▸ ЦЕЛЬ УПРАЖНЕНИЯ
Выведите все строки приведённых ниже данных без изменений, сохранив каждый символ.

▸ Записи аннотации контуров

'''

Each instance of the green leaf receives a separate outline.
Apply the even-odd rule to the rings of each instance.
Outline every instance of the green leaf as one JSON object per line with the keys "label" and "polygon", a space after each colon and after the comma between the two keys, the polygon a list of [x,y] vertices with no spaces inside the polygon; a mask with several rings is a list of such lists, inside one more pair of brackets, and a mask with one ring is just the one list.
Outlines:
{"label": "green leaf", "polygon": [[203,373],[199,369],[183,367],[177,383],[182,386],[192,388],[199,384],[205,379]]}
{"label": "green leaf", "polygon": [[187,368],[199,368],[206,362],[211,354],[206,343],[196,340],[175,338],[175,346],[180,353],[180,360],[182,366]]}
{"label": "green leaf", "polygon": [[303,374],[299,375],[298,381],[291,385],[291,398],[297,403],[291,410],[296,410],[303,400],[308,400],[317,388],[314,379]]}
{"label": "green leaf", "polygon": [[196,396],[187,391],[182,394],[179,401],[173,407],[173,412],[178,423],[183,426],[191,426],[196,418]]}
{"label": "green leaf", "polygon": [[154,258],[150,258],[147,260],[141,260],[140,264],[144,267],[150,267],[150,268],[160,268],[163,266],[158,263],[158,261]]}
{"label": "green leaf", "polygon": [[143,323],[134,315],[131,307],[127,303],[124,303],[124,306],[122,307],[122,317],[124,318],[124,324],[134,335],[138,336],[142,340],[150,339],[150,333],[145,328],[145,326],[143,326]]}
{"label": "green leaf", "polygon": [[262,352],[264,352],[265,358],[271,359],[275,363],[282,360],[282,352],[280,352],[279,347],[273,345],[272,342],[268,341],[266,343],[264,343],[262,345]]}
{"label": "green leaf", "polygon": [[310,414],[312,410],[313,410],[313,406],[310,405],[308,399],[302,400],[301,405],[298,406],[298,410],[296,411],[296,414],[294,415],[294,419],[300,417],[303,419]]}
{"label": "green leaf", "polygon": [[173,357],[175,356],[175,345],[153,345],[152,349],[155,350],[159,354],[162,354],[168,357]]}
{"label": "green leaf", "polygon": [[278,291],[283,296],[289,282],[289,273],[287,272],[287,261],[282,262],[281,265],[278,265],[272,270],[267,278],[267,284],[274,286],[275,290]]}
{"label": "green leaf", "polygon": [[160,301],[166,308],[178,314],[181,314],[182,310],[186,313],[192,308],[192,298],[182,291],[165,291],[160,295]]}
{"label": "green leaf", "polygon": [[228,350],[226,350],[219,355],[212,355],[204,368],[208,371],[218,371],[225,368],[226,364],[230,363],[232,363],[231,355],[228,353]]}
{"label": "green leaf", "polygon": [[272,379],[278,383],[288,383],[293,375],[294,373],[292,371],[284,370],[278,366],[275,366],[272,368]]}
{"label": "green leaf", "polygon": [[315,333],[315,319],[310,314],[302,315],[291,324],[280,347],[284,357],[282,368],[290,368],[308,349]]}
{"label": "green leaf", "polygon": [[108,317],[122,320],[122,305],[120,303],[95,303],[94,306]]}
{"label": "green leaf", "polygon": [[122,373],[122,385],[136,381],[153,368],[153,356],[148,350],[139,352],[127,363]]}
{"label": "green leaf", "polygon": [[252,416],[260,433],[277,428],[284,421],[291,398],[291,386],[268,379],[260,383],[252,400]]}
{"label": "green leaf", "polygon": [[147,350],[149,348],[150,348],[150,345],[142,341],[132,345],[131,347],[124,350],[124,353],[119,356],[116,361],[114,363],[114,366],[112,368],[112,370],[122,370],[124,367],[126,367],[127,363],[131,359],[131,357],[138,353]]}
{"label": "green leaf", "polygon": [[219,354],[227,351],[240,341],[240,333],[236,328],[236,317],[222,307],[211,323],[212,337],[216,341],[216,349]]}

'''

▸ ОТВЕТ
Each instance of the green leaf receives a separate outline.
Apply the even-odd rule to the rings of each instance.
Outline every instance of the green leaf as one JSON object per line with the keys "label" and "polygon", a space after each colon and after the comma between the two keys, the polygon a list of [x,y] vertices with no spaces inside the polygon; a mask with several rings is a list of such lists, inside one more pair of brackets, and a mask with one ring is just the one list.
Outlines:
{"label": "green leaf", "polygon": [[203,373],[199,369],[183,367],[177,383],[182,386],[192,388],[199,384],[205,379]]}
{"label": "green leaf", "polygon": [[187,368],[199,368],[206,362],[211,354],[206,343],[196,340],[175,338],[175,346],[180,353],[180,360],[182,366]]}
{"label": "green leaf", "polygon": [[303,374],[299,375],[298,381],[291,385],[291,398],[297,403],[291,410],[296,410],[303,400],[308,400],[317,388],[314,379]]}
{"label": "green leaf", "polygon": [[196,396],[187,391],[182,394],[179,401],[173,407],[173,412],[178,423],[183,426],[191,426],[196,418]]}
{"label": "green leaf", "polygon": [[154,258],[150,258],[147,260],[141,260],[140,264],[144,267],[150,267],[150,268],[160,268],[163,266],[158,263],[158,261]]}
{"label": "green leaf", "polygon": [[143,323],[134,315],[131,307],[127,303],[124,303],[124,306],[122,307],[122,317],[124,318],[124,324],[134,335],[138,336],[142,340],[150,339],[150,333],[145,328],[145,326],[143,326]]}
{"label": "green leaf", "polygon": [[262,352],[264,352],[265,358],[271,359],[275,363],[282,360],[282,352],[280,352],[279,347],[273,345],[272,342],[268,341],[266,343],[264,343],[262,345]]}
{"label": "green leaf", "polygon": [[310,414],[312,410],[313,410],[313,406],[310,405],[308,399],[302,400],[301,405],[298,406],[298,410],[296,411],[296,414],[294,415],[294,419],[300,417],[303,419]]}
{"label": "green leaf", "polygon": [[173,357],[175,356],[175,345],[153,345],[152,349],[155,350],[159,354],[162,354],[168,357]]}
{"label": "green leaf", "polygon": [[278,291],[283,296],[289,282],[289,273],[287,272],[287,261],[282,262],[281,265],[278,265],[272,270],[267,278],[267,284],[274,286],[275,290]]}
{"label": "green leaf", "polygon": [[160,301],[166,308],[178,314],[181,314],[182,310],[186,313],[192,308],[192,298],[182,291],[165,291],[160,295]]}
{"label": "green leaf", "polygon": [[228,350],[226,350],[219,355],[212,355],[204,368],[208,371],[218,371],[225,368],[226,364],[230,363],[232,363],[231,355],[228,353]]}
{"label": "green leaf", "polygon": [[272,379],[278,383],[288,383],[293,375],[294,373],[292,371],[284,370],[278,366],[275,366],[272,368]]}
{"label": "green leaf", "polygon": [[315,333],[315,319],[310,314],[302,315],[291,324],[280,347],[284,357],[282,368],[290,368],[308,349]]}
{"label": "green leaf", "polygon": [[108,317],[122,320],[122,305],[120,303],[95,303],[94,306]]}
{"label": "green leaf", "polygon": [[122,373],[122,385],[136,381],[153,368],[153,356],[148,350],[139,352],[127,363]]}
{"label": "green leaf", "polygon": [[252,416],[260,433],[277,428],[284,421],[291,398],[291,386],[268,379],[260,383],[252,400]]}
{"label": "green leaf", "polygon": [[147,350],[149,348],[150,348],[150,345],[142,341],[132,345],[131,347],[124,350],[124,353],[119,356],[116,361],[114,363],[114,366],[112,368],[112,370],[122,370],[124,367],[126,367],[127,363],[131,359],[131,357],[138,353]]}
{"label": "green leaf", "polygon": [[219,354],[227,351],[240,341],[240,333],[236,328],[236,317],[222,307],[211,323],[212,337],[216,341],[216,349]]}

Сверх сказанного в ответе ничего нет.